SOURCE RECORDS:

┌──

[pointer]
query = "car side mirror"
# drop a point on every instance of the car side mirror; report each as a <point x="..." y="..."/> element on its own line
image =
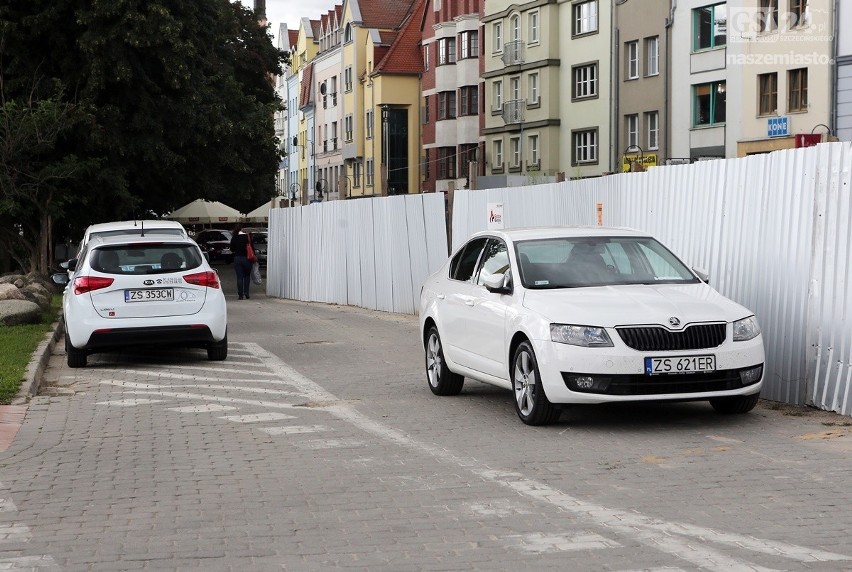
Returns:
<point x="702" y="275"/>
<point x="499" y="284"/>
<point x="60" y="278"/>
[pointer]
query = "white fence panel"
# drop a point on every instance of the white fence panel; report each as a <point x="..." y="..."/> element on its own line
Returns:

└──

THE TASK:
Rewrite all of the data above as a JSON list of strings, with one string per line and no blank lines, and leave out the pictures.

THE REPLY:
[
  "[pointer]",
  "query = \"car side mirror\"",
  "# drop a point on every instance of the car side mirror; report each as a <point x=\"...\" y=\"...\"/> element on its own line",
  "image =",
  "Returns:",
  "<point x=\"702\" y=\"275\"/>",
  "<point x=\"499\" y=\"284\"/>",
  "<point x=\"60\" y=\"278\"/>",
  "[pointer]",
  "query = \"white fence panel\"",
  "# drop a point on every instance of the white fence panel; report each as a <point x=\"...\" y=\"...\"/> element on its own line",
  "Returns:"
]